▶ **SECCIÓN DEL DOCUMENTO**
══════════════════════════════

En verdad, sabemos bien que nosotros mismos somos los custodios y los siervos de la Puerta de Dios, y la puerta de Dios ¿cómo se llama? ¿quién sabe decirlo? ¿quién es la puerta de Dios? Jesús ¿quién es la puerta de Dios? ¡Fuerte! (la plaza responde): ¡Jesús! Él nos ilumina en todas las puertas de la vida, incluso aquella de nuestro nacimiento y de nuestra muerte. Él mismo ha afirmado: «Yo soy la puerta. El que entra por mí se salvará; podrá entrar y salir, y encontrará su alimento» (Jn 10,9). Jesús es la puerta que nos hace entrar y salir. ¡Porque el rebaño de Dios es un amparo, no una prisión! La casa de Dios es un amparo, no es una prisión. Y la puerta ¿se llama? ¡Otra vez! ¿Cómo se llama? Jesús. Y si la puerta está cerrada decimos, ‘Señor abre la puerta’. Jesús es la puerta. Jesús es la puerta y nos hace entrar y salir. Son los ladrones, aquellos que tratan de evitar la puerta, Es curioso, los ladrones tratan siempre de entrar por otra parte, la ventana, el techo, pero evitan la puerta porque tienen malas intenciones, y se meten en el rebaño para engañar a las ovejas y aprovecharse de ellas. Nosotros debemos pasar por la puerta y escuchar la voz de Jesús: si sentimos su tono de voz, estamos seguros, somos salvados. Podemos entrar sin temor y salir sin peligro. En este hermoso discurso de Jesús, se habla también del guardián, que tiene la tarea de abrir al buen Pastor (Cfr. Jn 10,2). Si el guardián escucha la voz del Pastor, entonces abre, y hace entrar a todas las ovejas que el Pastor trae, todas, incluso aquellas perdidas en el bosque, que el buen Pastor ha ido a buscarlas. Las ovejas no las elige el guardián, no las elige el secretario parroquial, o la secretaria de la parroquia, no, no las elige. Las ovejas son todas invitadas. Son elegidas por el buen Pastor. El guardián —también él— obedece a la voz del Pastor. Entonces, podemos bien decir que nosotros debemos ser como este guardián. La Iglesia es la portera de la casa del Señor, no la dueña.

══════════════════════════════

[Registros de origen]

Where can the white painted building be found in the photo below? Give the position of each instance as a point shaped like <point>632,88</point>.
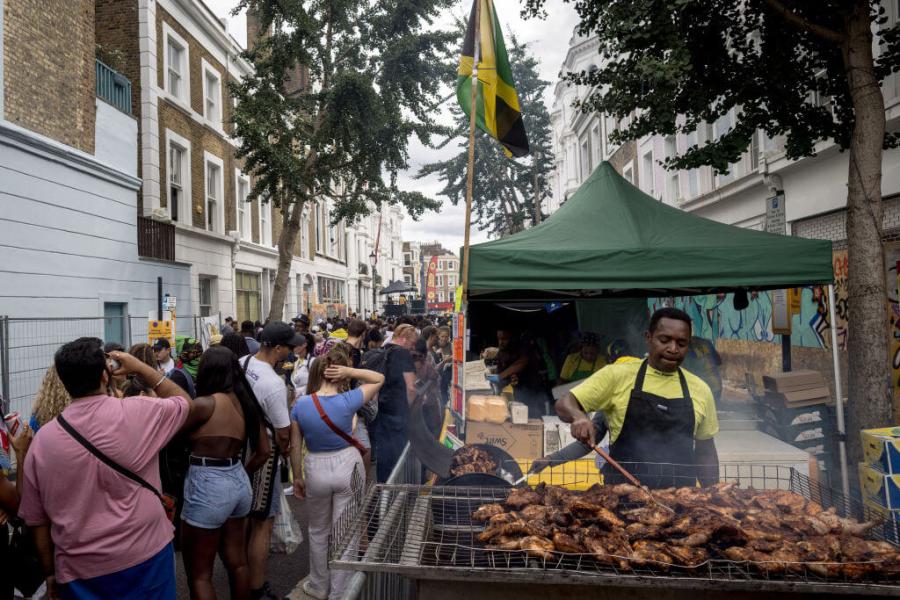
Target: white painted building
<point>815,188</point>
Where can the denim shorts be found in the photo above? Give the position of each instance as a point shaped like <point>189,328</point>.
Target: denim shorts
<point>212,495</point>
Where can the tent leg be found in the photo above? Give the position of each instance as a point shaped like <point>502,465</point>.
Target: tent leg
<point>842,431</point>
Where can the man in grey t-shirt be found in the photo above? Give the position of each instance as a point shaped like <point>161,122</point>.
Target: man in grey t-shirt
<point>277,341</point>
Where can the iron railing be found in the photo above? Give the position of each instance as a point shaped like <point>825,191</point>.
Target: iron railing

══════════════════════════════

▶ **SERIE DE EJERCICIOS**
1 - Responde con brevedad a estas preguntas sobre el fragmento acerca de Jesús como puerta:
(a) ¿Por dónde tratan siempre de entrar los ladrones?
(b) ¿Qué tarea tiene el guardián?
(c) ¿Quién elige a las ovejas?
2 - Retoma el fragmento acerca de Jesús como puerta y continúalo a partir de su última frase.
Para resolver estas tareas no hace falta consultar los registros.

▶ **RESPUESTAS**
1 -
(a) Por otra parte, como la ventana o el techo, evitando la puerta.
(b) Abrir al buen Pastor.
(c) El buen Pastor.

2 -
La Sagrada Familia de Nazaret sabe bien qué cosa significa una puerta abierta o cerrada, para quien espera un hijo, para quien no tiene amparo, para quien huye del peligro. Las familias cristianas hagan del umbral de sus casas un pequeño gran signo de la Puerta de la misericordia y de la acogida de Dios. Es así que la Iglesia deberá ser reconocida, en cada rincón de la tierra: como la custodia de un Dios que toca, como la acogida de un Dios que no te cierra la puerta, con la excusa que no eres de casa.
Con este espíritu estamos cerca, estamos todos cerca del Jubileo. Estará la Puerta Santa, pero está también la puerta de la gran Misericordia de Dios, y que exista también la puerta de nuestro corazón para recibir a todos, tanto para recibir el perdón de Dios como dar nuestro perdón y acoger a todos los que llaman a nuestra puerta.